### Data in this exercise
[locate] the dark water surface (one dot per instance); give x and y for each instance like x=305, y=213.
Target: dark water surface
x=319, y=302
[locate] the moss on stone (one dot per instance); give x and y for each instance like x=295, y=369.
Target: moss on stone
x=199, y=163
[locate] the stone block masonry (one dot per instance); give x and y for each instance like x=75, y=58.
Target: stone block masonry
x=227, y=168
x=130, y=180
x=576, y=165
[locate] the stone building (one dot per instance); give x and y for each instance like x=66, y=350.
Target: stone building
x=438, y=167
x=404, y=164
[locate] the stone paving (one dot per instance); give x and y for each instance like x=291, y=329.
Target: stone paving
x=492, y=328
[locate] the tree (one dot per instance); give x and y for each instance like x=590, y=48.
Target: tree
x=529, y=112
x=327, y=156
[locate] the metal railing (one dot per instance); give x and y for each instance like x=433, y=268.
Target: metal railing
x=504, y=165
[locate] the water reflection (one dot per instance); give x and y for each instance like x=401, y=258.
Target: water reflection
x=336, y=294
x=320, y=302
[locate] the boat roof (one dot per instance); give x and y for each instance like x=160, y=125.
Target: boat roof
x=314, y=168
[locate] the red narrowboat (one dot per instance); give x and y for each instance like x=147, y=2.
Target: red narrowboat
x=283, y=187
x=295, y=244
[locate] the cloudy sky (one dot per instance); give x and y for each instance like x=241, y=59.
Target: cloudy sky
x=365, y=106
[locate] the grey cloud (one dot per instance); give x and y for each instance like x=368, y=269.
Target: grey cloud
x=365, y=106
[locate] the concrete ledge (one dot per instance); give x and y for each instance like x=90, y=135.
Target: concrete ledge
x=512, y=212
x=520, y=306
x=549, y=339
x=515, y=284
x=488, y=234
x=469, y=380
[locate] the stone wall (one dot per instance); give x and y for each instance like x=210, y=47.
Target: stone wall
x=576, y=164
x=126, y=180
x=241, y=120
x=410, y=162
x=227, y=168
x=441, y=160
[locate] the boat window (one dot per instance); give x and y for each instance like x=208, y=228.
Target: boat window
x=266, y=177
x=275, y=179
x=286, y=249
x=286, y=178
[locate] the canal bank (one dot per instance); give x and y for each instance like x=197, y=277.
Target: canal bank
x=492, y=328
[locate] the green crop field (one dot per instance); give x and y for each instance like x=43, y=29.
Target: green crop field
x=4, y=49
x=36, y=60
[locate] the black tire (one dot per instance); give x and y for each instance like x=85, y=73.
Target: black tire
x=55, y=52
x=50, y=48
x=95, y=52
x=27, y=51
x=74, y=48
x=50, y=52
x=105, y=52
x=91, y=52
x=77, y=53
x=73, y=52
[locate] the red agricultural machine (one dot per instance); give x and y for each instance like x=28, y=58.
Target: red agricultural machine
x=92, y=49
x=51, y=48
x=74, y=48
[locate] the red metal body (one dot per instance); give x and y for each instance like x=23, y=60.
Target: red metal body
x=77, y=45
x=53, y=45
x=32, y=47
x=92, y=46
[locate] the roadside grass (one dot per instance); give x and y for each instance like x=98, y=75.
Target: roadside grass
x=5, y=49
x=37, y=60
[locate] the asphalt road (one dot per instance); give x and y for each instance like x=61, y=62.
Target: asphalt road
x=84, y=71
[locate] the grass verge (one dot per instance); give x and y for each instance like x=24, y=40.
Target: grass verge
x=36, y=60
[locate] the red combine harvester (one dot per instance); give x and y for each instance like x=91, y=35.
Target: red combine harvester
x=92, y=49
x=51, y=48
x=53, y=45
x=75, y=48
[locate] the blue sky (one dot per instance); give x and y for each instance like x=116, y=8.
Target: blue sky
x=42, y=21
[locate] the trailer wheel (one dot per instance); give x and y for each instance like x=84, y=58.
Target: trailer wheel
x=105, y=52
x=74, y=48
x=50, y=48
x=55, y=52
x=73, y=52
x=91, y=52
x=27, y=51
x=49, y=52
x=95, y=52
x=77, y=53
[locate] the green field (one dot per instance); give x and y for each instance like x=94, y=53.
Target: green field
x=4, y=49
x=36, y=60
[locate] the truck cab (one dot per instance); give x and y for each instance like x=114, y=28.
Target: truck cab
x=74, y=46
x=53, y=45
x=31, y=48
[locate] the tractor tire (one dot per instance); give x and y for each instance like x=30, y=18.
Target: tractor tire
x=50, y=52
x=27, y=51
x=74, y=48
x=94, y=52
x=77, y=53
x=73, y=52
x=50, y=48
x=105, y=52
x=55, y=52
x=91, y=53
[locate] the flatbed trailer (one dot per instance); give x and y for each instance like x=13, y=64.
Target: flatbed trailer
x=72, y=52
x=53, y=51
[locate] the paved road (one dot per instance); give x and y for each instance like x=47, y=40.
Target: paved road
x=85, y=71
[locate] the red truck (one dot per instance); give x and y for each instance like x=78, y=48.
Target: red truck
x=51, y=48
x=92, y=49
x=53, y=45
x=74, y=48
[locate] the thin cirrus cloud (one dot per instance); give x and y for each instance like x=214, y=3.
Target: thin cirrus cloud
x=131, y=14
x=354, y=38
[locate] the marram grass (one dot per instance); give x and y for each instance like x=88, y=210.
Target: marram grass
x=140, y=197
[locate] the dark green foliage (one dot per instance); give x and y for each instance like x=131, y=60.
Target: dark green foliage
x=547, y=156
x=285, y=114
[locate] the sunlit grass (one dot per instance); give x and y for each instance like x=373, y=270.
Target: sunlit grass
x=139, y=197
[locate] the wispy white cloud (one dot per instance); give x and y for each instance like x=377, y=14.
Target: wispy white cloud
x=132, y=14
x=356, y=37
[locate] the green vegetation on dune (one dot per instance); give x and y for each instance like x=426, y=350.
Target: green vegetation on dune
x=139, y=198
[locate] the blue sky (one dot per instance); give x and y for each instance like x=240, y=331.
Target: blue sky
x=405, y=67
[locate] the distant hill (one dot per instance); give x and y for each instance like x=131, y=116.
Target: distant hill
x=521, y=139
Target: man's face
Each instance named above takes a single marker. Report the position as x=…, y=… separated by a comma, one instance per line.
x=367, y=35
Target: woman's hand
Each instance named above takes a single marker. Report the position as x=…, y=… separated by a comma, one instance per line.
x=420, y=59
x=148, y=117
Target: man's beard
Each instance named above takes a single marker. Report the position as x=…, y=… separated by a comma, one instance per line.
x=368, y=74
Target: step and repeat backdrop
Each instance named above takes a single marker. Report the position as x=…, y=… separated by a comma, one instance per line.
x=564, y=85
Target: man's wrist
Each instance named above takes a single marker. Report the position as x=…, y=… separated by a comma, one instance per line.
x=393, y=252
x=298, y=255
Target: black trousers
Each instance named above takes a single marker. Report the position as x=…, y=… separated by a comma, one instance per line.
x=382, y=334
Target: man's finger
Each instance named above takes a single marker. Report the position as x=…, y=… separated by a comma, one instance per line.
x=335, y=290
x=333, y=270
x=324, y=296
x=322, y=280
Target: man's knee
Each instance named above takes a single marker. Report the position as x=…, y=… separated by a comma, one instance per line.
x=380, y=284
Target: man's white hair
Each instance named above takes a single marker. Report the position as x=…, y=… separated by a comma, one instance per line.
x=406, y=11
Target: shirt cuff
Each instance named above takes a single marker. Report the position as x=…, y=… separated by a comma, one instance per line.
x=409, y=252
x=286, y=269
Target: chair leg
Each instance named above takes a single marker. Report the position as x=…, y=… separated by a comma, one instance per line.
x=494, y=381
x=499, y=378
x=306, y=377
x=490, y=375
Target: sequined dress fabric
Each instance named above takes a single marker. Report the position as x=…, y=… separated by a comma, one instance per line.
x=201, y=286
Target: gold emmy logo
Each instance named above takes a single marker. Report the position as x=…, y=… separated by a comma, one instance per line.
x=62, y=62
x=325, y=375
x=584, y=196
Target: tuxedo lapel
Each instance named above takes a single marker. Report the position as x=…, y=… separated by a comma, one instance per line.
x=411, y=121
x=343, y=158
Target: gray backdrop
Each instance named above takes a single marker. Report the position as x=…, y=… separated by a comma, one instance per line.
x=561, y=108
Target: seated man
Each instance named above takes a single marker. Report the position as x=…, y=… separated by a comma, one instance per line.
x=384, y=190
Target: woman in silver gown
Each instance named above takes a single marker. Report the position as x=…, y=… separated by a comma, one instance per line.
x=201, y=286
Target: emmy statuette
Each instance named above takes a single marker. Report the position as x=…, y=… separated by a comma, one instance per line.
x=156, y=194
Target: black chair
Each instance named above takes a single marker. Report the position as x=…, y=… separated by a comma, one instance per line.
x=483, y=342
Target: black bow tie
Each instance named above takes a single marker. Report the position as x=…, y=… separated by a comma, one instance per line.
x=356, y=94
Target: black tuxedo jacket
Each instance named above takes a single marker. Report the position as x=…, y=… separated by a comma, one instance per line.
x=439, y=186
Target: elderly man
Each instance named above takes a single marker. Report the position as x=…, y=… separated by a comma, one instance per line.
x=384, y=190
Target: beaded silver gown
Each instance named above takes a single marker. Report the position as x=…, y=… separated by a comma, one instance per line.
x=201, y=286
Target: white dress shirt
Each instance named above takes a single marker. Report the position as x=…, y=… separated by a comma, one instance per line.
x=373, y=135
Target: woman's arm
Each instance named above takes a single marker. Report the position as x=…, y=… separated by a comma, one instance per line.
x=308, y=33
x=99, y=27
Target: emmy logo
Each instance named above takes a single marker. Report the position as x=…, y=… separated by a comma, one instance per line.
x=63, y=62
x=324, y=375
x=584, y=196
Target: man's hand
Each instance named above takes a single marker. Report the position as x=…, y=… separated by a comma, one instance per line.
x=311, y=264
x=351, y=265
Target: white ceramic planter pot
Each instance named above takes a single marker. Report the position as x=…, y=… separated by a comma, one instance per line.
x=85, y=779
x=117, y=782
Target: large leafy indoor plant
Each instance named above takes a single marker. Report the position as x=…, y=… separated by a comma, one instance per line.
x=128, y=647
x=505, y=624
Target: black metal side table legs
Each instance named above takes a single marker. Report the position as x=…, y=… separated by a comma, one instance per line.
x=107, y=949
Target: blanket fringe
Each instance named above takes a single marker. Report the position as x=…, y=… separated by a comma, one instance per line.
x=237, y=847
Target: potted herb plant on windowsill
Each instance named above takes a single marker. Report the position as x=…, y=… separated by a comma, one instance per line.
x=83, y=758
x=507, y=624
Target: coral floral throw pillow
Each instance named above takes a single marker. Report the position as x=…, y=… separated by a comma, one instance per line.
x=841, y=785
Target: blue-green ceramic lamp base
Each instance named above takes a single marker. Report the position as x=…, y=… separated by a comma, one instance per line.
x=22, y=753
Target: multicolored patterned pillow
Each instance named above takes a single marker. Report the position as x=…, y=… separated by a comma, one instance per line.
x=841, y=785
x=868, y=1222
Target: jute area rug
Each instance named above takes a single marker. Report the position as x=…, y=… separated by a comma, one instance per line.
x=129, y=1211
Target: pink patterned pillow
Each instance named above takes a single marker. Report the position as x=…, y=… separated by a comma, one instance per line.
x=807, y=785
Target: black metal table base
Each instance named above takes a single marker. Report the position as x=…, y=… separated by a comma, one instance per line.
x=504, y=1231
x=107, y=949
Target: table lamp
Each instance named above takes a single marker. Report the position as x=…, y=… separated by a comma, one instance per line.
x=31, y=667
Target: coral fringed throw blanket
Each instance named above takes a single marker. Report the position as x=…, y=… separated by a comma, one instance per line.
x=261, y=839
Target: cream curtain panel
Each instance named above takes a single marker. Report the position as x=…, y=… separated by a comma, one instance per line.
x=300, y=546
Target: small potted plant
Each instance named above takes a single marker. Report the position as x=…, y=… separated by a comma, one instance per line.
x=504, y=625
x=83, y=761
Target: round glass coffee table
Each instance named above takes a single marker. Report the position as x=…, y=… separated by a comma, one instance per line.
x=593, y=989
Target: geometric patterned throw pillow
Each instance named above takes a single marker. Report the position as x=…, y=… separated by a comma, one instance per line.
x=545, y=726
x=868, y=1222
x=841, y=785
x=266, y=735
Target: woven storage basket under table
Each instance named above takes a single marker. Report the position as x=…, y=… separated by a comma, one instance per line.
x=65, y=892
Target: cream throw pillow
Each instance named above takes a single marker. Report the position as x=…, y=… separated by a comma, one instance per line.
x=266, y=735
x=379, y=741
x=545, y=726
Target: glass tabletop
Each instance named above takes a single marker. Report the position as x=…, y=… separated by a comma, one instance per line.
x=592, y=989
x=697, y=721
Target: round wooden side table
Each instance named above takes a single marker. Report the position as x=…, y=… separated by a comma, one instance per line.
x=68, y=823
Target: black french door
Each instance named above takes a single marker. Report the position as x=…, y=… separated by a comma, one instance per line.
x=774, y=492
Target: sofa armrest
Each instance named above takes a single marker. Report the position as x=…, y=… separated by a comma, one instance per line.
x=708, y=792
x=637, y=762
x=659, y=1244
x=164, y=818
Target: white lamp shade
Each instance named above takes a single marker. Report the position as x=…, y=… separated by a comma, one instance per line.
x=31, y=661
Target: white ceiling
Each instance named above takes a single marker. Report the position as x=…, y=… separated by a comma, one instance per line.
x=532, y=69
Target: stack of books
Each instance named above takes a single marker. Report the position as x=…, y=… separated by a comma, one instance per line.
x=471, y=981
######
What you need to do
Filter the entries above and keep only the lines with the word "hand".

The answer
Target: woman's hand
Target: man's hand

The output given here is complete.